===== Textauszug
Die Demonstrationen gegen die Maßnahmen der Bundesregierung zur Bekämpfung von Covid-19, etwa die Pflicht, an bestimmten Orten eine Maske zu tragen, zogen auch Menschen mit antisemitischen und neonazistischen Ansichten an. Nach zwei Großkundgebungen in Berlin Anfang und Ende August dokumentierte der Deutsche Journalistenverband Angriffe gegen 9 Kamerateams und 22 Journalisten sowie Drohungen gegen 2 Redaktionen.

Frauenrechte

Das von der Bundesregierung geförderte Hilfetelefon Gewalt gegen Frauen verzeichnete im April einen 20-prozentige Anstieg der Anfragen im Zusammenhang mit häuslicher Gewalt, der auch in den darauffolgenden Monaten anhielt

Laut der im März veröffentlichten Daten des Bundesamts für Statistik verdienen Frauen in Deutschland noch immer erheblich weniger als Männer. Das geschlechtsspezifische Lohngefälle beträgt im Schnitt 20 Prozent.
==========
◆ Aufgabenstellung:
Kannst du den Faden des Auszugs über Corona-Proteste und Frauenrechte in Deutschland aufnehmen und ihn nach dem letzten Satz fortsetzen?
===== Bereitgestellte Daten
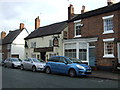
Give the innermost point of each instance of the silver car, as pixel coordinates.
(12, 62)
(33, 64)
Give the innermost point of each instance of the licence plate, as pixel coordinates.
(88, 70)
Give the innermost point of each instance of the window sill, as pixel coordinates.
(77, 36)
(108, 56)
(108, 32)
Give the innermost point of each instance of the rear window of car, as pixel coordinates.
(54, 59)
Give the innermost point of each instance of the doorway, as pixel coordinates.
(43, 55)
(119, 53)
(92, 56)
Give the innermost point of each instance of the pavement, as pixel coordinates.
(106, 74)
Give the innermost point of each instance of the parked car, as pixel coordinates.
(33, 64)
(1, 62)
(12, 62)
(66, 65)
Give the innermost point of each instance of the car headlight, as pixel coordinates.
(79, 66)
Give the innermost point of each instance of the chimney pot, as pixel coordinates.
(21, 26)
(70, 11)
(37, 23)
(3, 35)
(83, 9)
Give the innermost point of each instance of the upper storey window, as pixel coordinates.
(77, 26)
(108, 24)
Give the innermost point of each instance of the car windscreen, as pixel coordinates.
(35, 60)
(75, 60)
(15, 59)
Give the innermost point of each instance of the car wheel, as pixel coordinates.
(5, 65)
(47, 70)
(12, 65)
(22, 67)
(33, 68)
(72, 73)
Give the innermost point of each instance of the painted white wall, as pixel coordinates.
(17, 47)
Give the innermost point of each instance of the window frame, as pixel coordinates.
(77, 23)
(104, 20)
(108, 41)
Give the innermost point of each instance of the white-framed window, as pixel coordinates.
(33, 55)
(77, 28)
(109, 48)
(108, 24)
(33, 44)
(9, 46)
(70, 53)
(83, 54)
(50, 43)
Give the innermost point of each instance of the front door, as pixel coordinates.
(119, 53)
(43, 55)
(92, 56)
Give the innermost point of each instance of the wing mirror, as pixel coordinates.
(66, 63)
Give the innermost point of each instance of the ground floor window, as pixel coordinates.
(109, 48)
(83, 54)
(70, 53)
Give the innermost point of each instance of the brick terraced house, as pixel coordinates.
(46, 41)
(94, 36)
(13, 44)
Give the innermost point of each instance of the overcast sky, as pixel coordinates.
(14, 12)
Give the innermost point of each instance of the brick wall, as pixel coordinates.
(93, 26)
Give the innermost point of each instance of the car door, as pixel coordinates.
(8, 62)
(30, 63)
(25, 63)
(63, 66)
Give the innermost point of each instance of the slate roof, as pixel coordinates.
(11, 36)
(98, 11)
(52, 29)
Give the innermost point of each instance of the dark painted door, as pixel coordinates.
(92, 56)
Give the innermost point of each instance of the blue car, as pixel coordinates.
(65, 65)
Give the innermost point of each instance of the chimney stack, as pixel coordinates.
(21, 26)
(37, 23)
(110, 2)
(3, 35)
(83, 9)
(70, 11)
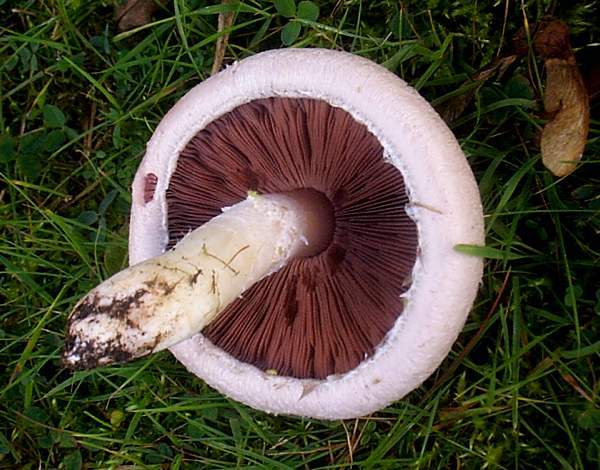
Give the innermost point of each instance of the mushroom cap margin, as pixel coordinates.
(445, 205)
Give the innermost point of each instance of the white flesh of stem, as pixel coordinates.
(164, 300)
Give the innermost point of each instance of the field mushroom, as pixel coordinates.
(375, 304)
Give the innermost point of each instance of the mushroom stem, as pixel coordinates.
(164, 300)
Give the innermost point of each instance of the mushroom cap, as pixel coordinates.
(445, 205)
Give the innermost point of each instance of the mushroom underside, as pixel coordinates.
(323, 314)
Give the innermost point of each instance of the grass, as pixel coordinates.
(78, 102)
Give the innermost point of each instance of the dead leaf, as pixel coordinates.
(552, 41)
(564, 137)
(549, 38)
(135, 13)
(566, 101)
(224, 22)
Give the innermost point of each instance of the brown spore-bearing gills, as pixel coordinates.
(323, 314)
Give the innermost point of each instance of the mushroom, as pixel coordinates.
(372, 297)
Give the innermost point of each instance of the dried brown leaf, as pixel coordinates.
(225, 21)
(564, 136)
(135, 13)
(549, 38)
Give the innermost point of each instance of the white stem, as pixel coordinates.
(164, 300)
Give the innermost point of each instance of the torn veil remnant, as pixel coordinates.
(367, 314)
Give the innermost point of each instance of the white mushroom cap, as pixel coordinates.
(445, 205)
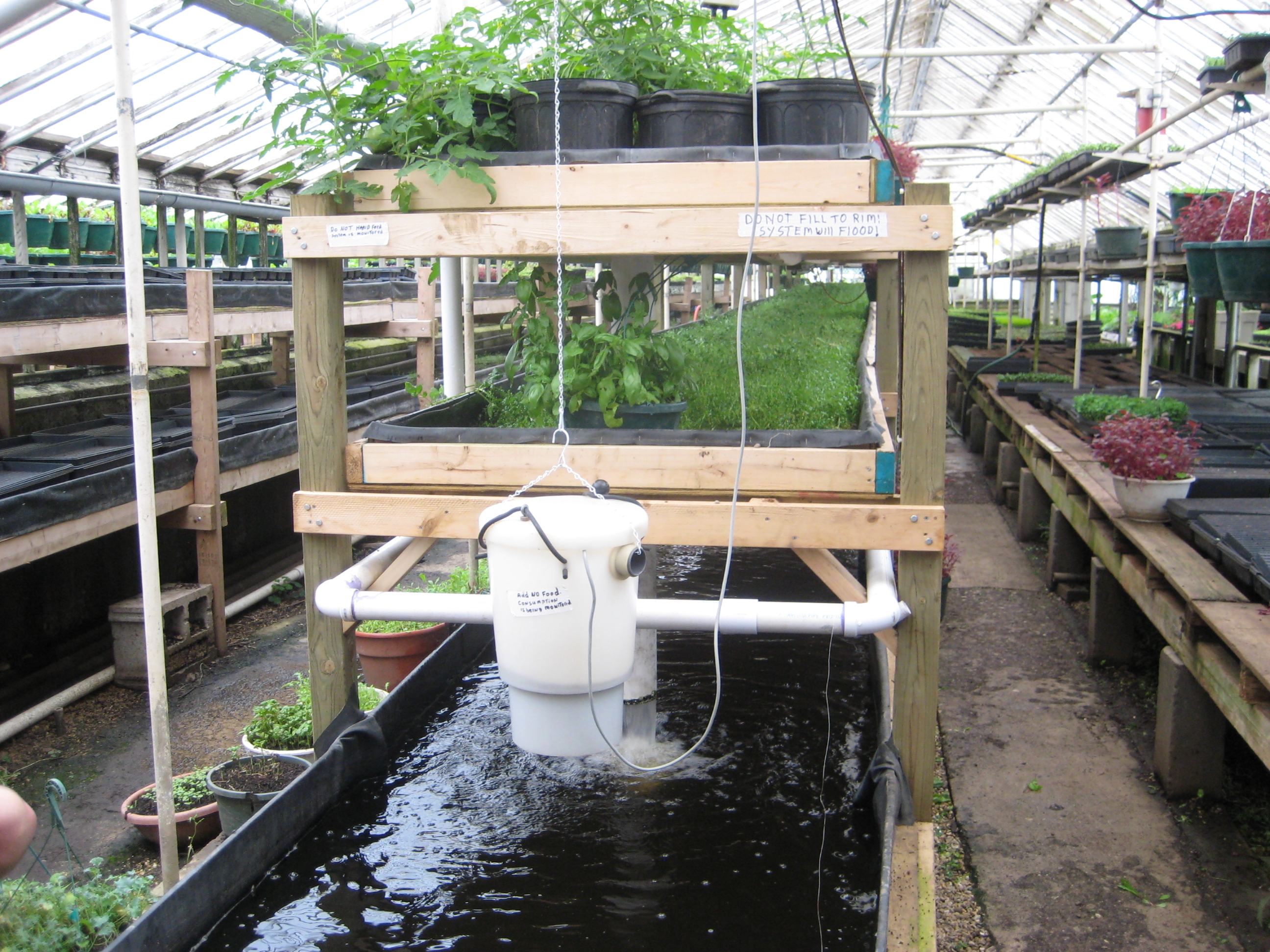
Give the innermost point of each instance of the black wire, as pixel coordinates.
(1146, 12)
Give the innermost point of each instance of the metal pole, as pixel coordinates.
(143, 455)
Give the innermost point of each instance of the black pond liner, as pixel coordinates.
(331, 801)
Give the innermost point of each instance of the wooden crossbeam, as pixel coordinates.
(595, 186)
(599, 233)
(760, 524)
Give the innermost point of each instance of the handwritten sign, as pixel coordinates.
(357, 234)
(548, 599)
(795, 224)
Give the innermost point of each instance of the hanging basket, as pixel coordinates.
(1119, 241)
(1202, 271)
(1245, 271)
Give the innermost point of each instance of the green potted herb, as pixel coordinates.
(289, 729)
(244, 785)
(197, 815)
(421, 106)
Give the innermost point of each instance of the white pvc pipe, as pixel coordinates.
(33, 715)
(451, 327)
(343, 597)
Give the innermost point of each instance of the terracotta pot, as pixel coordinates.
(389, 658)
(1145, 500)
(194, 827)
==========
◆ Antwort unten:
Der Zugang zu legalen Abtreibungen wird weiterhin durch einen Mangel an spezifisch geschultem medizinischem Personal und das gesetzliche Verbot von „Werbung“ für Abtreibungen erschwert. Letzteres schränkt den Informationsaustausch über Abtreibungsangebote erheblich ein.

Außenpolitik

Die Bundesregierung betrachtete den Schutz der Menschenrechte als zentrale Säule ihrer Außenpolitik, setzte sich für internationale Menschenrechtsnormen ein und spielte eine wichtige Rolle im Kampf gegen die Straflosigkeit. Diese Haltung wurde jedoch in Frage gestellt, wenn andere strategische Prioritäten auf dem Spiel standen.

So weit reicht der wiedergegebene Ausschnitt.